Minerva | Devpost

Web Interface
Machine learning model overview

Inspiration

In the 2015-16 school year, roughly 1 in 4 high school seniors in the Los Angeles school district didn’t graduate. [1] It’s not so much that they failed—the system failed them. Its not the teachers fault either—with the current decrease in federal funding and increasing class sizes, teachers are working harder than ever and simply can’t devote enough individual attention to each individual student. High achieving students are often bored in class, and other students don’t have the personalized care they need to succeed. Teachers don’t have enough time to individually engage each student, leading them to unknowingly overlook the problems their students are facing. That’s where Minerva comes in—targeted machine learning, facial recognition, and sentiment analysis gives teachers huge insights into the needs of each student even in the face of increasing class sizes and decreasing budgets.

Technical Details

ML Setup:

Microsoft Bing Image Search API was used to automate image classification to get the training data
Microsoft Cognitive Services Face API took each image, generated the numeric associations for that image (i.e. the facial attributes and the emotions)
Microsoft Azure Machine Learning Workspace was used to train a Two-Class Binning Normalizer Neural Network using the cognitive services face api information as the training data

Training Data: roll, yaw, pitch, anger, contempt, disgust, fear, happiness, neutral, sadness, surprise <=> label

Application Workflow:

Microsoft Kinect is used to take photos of classroom every 3 seconds, this data gets sent to Azure store.

SUPPLIED MATERIAL:
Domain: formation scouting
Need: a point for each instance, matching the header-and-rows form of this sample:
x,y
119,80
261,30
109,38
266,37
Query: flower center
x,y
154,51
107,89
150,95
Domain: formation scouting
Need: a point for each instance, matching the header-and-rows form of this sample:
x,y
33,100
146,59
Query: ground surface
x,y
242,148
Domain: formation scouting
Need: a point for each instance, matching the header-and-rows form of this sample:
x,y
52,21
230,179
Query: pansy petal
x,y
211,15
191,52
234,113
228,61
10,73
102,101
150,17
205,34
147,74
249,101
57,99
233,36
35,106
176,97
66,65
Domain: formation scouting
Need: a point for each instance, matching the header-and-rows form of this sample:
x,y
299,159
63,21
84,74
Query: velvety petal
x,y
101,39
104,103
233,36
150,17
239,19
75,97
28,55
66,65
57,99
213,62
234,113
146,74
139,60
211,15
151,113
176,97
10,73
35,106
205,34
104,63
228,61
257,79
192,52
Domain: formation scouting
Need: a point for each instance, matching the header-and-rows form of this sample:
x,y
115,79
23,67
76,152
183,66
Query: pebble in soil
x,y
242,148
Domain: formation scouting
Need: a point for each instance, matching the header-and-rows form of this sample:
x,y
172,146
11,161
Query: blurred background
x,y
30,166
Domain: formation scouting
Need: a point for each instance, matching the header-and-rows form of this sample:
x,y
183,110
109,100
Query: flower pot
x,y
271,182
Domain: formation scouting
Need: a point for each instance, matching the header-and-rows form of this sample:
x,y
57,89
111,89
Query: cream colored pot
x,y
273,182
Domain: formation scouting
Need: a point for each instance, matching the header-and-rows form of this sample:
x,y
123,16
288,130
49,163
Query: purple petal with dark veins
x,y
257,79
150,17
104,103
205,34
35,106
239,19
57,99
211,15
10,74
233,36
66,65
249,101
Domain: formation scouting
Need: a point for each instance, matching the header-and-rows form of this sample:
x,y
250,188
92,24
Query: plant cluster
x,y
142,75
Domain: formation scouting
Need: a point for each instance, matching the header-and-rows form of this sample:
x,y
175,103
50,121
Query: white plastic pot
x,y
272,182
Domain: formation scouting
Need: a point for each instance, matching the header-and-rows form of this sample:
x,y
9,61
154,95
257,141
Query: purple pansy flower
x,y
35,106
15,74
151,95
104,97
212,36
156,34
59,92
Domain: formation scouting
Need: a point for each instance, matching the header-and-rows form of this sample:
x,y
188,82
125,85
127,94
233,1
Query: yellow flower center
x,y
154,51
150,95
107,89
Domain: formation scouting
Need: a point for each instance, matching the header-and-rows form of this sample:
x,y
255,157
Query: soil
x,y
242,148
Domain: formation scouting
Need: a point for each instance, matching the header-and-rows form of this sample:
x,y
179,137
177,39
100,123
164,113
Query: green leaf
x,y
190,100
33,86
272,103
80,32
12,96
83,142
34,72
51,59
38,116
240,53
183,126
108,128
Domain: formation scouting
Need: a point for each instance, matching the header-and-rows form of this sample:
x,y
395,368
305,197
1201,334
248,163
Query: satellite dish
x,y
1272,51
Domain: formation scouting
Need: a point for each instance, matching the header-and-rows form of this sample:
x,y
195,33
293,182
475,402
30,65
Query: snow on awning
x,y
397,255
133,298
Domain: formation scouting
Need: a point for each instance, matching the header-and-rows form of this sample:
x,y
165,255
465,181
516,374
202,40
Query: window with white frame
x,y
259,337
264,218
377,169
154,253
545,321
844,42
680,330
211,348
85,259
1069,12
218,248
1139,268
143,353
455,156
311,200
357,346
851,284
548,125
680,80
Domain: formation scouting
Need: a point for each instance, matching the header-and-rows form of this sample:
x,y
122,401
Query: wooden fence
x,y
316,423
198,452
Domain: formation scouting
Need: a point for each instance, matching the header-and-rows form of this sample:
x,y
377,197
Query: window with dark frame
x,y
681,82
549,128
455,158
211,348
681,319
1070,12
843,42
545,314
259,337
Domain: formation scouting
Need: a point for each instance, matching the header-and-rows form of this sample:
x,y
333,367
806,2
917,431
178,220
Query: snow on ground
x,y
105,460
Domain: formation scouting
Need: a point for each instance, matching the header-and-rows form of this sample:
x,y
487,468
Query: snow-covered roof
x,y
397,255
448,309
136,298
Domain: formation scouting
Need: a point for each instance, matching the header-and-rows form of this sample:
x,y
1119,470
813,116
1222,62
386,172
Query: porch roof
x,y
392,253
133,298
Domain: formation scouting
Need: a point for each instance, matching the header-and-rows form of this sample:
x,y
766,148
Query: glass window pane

PROMPT 1: Transcribe the Minerva project page between "Microsoft Azure Machine" and "to Azure store.", inclusive.
PROMPT 2: According to the Minerva project page, how often does the Microsoft Kinect take photos of the classroom?
You won't need the material for any of this.

WORKED ANSWER 1:
Microsoft Azure Machine Learning Workspace was used to train a Two-Class Binning Normalizer Neural Network using the cognitive services face api information as the training data

Training Data: roll, yaw, pitch, anger, contempt, disgust, fear, happiness, neutral, sadness, surprise <=> label

Application Workflow:

Microsoft Kinect is used to take photos of classroom every 3 seconds, this data gets sent to Azure store.

WORKED ANSWER 2: Every 3 seconds.